[start]

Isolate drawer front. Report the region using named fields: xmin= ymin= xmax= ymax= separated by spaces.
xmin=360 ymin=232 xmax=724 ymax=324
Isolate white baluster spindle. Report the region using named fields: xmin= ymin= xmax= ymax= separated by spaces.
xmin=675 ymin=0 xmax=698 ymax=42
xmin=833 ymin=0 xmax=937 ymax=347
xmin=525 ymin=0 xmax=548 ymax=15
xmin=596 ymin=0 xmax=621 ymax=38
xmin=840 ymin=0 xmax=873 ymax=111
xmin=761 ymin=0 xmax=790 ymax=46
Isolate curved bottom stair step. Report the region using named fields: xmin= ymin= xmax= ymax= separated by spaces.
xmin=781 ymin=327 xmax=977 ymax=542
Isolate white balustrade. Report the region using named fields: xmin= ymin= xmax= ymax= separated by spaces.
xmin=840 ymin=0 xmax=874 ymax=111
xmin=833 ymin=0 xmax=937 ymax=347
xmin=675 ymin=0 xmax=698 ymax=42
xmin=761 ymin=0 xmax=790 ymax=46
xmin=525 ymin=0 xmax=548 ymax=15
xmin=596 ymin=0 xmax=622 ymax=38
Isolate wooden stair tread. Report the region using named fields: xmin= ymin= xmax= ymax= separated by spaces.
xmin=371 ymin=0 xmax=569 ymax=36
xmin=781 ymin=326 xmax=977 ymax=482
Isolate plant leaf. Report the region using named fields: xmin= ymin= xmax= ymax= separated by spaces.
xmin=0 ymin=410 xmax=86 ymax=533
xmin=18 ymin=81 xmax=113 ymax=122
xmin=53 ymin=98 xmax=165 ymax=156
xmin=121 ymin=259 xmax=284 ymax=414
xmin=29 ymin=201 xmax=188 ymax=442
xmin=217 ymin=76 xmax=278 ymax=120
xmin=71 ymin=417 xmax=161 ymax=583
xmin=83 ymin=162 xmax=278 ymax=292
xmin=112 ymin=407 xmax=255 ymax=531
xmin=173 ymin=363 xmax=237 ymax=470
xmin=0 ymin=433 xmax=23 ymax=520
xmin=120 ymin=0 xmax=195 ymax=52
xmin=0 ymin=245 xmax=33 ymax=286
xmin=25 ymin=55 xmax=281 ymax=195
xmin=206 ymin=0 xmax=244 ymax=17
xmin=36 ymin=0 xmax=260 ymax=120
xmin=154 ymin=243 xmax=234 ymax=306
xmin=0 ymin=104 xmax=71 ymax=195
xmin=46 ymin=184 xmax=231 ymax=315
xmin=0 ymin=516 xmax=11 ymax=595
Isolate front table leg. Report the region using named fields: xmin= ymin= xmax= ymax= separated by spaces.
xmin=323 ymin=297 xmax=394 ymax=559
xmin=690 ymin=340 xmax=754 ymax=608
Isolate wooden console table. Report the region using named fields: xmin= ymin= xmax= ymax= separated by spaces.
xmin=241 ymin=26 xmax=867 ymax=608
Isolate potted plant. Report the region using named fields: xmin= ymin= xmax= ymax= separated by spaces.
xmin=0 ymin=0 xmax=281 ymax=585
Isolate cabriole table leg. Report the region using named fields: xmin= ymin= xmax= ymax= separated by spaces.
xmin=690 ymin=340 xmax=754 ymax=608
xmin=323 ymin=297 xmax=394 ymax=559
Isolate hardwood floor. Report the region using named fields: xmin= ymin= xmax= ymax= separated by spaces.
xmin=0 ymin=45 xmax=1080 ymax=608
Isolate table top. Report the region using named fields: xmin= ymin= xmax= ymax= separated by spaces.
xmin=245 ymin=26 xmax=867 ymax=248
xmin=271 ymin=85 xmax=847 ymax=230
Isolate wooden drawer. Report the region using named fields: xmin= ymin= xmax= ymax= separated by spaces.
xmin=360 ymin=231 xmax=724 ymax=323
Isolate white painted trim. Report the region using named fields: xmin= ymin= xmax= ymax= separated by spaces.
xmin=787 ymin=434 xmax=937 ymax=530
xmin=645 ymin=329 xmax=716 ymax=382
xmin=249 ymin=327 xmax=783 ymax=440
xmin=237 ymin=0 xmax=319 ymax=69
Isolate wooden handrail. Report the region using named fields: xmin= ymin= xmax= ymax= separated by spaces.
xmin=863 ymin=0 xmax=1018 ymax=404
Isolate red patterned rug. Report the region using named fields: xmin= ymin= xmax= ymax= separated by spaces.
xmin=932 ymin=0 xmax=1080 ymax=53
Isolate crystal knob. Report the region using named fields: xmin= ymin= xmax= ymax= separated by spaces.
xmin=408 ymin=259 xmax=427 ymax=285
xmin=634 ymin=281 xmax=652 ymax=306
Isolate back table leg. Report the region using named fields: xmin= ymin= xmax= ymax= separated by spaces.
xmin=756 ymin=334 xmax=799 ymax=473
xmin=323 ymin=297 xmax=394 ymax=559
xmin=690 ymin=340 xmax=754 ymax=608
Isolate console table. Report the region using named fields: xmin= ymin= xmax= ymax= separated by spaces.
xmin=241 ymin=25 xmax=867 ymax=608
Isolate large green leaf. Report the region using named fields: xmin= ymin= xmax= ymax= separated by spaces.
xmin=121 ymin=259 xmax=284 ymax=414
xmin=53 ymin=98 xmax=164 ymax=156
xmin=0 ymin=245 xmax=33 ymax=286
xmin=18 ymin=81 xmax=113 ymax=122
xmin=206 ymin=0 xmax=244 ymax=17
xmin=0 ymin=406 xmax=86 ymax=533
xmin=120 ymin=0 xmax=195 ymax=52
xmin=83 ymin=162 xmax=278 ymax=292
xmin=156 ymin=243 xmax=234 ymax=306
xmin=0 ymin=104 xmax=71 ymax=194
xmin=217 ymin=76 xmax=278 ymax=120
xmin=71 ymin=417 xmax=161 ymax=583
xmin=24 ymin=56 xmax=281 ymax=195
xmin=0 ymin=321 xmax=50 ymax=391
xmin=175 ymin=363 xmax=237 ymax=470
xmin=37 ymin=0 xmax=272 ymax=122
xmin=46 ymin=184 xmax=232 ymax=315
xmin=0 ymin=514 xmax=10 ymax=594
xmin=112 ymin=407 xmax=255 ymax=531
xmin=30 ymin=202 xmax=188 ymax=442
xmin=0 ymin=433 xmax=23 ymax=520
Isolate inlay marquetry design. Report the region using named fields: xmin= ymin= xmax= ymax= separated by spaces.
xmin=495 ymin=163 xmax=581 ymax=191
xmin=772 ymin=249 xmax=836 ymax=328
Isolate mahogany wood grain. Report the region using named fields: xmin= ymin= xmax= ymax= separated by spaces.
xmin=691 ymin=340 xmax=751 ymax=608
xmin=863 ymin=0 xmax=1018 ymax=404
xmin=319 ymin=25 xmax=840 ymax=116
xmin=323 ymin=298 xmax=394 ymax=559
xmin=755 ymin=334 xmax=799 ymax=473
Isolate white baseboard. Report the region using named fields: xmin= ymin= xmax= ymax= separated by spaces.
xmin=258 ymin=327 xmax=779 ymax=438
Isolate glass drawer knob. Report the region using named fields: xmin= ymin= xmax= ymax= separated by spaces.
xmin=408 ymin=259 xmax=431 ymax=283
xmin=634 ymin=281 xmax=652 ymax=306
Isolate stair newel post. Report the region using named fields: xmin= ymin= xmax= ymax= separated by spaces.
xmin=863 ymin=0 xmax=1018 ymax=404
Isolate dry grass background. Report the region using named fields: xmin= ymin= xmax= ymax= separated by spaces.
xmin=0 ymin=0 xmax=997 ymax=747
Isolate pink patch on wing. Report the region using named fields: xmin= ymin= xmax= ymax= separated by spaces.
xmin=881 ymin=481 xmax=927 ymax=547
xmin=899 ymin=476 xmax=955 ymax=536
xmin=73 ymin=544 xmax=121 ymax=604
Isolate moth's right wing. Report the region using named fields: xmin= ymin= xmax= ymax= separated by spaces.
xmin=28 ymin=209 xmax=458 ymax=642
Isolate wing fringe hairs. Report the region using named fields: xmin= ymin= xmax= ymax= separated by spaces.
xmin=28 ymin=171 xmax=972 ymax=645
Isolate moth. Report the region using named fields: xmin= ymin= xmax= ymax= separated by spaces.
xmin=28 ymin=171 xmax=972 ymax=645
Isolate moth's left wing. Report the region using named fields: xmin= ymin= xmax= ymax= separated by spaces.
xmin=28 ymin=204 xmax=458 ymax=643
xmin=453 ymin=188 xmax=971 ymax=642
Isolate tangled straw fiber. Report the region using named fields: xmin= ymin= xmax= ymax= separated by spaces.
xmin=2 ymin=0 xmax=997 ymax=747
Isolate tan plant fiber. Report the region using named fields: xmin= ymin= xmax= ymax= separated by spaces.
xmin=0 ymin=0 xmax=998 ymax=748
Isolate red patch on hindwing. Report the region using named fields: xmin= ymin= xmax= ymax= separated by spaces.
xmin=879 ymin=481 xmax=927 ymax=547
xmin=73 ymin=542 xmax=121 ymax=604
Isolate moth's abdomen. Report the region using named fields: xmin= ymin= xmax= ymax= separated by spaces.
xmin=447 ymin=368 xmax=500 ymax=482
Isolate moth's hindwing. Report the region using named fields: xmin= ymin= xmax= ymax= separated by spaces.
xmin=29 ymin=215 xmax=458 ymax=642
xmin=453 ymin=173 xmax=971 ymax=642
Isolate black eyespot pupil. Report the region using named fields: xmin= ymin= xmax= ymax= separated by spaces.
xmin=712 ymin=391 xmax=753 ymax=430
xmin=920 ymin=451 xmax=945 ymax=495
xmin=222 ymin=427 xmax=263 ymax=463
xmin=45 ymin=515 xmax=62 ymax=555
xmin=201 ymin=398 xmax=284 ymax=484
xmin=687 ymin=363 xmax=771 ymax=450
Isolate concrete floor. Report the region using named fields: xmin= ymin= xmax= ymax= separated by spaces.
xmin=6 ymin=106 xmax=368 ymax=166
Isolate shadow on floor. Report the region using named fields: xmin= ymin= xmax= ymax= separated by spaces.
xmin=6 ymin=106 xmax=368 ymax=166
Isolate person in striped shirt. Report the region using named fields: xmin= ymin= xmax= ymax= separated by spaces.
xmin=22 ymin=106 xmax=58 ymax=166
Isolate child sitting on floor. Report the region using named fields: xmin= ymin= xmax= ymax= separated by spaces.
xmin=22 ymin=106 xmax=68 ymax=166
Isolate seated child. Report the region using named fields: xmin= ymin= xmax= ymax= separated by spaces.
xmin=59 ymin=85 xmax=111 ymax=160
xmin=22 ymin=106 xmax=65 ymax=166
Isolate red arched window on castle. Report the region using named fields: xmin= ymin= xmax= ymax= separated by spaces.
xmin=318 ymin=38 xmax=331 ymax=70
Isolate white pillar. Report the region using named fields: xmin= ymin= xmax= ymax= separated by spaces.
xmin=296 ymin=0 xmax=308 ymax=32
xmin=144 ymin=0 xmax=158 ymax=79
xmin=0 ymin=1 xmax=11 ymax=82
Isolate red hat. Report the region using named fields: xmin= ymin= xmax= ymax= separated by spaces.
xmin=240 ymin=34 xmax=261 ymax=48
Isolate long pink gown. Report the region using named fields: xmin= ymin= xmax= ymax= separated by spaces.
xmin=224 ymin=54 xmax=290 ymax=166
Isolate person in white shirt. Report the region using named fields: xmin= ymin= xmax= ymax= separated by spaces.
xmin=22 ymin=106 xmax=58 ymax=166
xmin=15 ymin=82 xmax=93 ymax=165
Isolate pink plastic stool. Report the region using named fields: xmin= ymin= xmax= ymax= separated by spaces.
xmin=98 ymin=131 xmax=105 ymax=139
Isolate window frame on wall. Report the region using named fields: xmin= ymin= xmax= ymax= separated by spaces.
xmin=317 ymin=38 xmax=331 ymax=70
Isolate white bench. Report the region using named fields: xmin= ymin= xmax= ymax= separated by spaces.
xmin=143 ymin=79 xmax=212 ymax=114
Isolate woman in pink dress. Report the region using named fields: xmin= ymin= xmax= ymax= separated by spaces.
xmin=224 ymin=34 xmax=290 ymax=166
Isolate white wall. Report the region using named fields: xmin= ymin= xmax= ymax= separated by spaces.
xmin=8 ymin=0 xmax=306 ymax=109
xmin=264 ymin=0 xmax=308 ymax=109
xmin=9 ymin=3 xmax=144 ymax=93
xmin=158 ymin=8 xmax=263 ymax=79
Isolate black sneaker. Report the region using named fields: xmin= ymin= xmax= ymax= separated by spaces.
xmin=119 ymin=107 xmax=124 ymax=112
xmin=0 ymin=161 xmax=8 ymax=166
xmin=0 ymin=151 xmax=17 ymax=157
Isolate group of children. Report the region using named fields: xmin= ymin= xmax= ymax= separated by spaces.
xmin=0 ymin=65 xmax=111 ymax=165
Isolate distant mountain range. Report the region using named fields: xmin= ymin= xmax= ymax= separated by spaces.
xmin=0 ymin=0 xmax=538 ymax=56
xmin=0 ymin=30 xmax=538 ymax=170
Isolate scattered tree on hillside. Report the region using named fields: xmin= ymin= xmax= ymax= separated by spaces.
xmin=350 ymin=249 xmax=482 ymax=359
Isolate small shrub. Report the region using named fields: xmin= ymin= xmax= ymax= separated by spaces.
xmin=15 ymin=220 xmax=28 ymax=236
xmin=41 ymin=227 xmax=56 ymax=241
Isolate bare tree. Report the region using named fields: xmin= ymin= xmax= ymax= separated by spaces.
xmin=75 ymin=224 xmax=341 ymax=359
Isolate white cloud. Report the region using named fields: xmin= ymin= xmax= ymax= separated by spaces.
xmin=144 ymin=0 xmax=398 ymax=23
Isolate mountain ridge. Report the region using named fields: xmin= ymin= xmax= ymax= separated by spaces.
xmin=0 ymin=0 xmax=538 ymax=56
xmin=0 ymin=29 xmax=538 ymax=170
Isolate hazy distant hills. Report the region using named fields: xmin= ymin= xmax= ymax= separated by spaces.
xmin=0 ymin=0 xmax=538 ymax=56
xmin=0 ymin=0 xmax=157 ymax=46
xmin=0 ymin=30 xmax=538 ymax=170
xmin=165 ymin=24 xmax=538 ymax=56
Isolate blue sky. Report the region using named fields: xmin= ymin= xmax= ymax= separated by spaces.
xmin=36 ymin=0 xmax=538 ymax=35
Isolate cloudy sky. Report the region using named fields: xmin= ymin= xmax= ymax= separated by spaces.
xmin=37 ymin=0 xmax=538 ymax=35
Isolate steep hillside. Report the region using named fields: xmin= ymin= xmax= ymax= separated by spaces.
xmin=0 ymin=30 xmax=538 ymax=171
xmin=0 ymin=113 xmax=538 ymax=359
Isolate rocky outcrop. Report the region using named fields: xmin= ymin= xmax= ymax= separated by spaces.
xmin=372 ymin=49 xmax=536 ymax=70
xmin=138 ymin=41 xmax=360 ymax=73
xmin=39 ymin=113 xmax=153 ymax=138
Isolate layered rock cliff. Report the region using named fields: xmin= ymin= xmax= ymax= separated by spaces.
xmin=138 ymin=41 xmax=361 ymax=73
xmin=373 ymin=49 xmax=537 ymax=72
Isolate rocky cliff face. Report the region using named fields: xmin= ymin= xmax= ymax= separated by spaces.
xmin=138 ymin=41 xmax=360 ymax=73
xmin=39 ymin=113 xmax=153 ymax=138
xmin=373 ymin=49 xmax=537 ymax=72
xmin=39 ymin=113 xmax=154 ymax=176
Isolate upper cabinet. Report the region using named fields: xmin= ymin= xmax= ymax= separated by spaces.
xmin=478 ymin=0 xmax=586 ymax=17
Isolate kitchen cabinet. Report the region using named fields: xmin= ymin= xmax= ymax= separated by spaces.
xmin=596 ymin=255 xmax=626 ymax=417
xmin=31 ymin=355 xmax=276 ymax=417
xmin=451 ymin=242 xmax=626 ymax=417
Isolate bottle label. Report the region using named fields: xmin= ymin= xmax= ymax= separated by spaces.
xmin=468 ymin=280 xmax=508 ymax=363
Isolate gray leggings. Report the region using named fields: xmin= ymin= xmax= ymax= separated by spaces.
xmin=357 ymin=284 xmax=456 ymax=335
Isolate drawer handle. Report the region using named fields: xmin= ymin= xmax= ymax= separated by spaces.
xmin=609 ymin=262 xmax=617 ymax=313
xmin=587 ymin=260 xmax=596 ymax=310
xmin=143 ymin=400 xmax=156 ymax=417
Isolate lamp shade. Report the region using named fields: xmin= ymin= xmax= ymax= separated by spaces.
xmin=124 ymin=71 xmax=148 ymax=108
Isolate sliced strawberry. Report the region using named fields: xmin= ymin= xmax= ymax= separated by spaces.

[end]

## GIVEN REQUEST
Can you reproduce the records above word for word, starting at the very first line and ending at the line that contains "xmin=781 ymin=326 xmax=977 ymax=482", with both of those lines included?

## FINISHED ANSWER
Isolate drawer front. Report the region using named fields: xmin= ymin= xmax= ymax= separated by spaces.
xmin=360 ymin=232 xmax=724 ymax=324
Isolate white baluster spindle. Report the region using named fields: xmin= ymin= xmax= ymax= separated by spaces.
xmin=675 ymin=0 xmax=698 ymax=42
xmin=833 ymin=0 xmax=937 ymax=347
xmin=525 ymin=0 xmax=548 ymax=15
xmin=596 ymin=0 xmax=621 ymax=38
xmin=840 ymin=0 xmax=873 ymax=111
xmin=761 ymin=0 xmax=790 ymax=46
Isolate curved bottom stair step. Report the region using named fields: xmin= ymin= xmax= ymax= separated by spaces.
xmin=781 ymin=327 xmax=977 ymax=542
Isolate white balustrade. Report the region using named fields: xmin= ymin= xmax= ymax= separated by spaces.
xmin=840 ymin=0 xmax=874 ymax=111
xmin=833 ymin=0 xmax=937 ymax=347
xmin=675 ymin=0 xmax=698 ymax=42
xmin=761 ymin=0 xmax=790 ymax=46
xmin=525 ymin=0 xmax=548 ymax=15
xmin=596 ymin=0 xmax=622 ymax=38
Isolate wooden stair tread. Report the region using named fields: xmin= ymin= xmax= ymax= separated by spaces.
xmin=371 ymin=0 xmax=569 ymax=36
xmin=781 ymin=326 xmax=977 ymax=482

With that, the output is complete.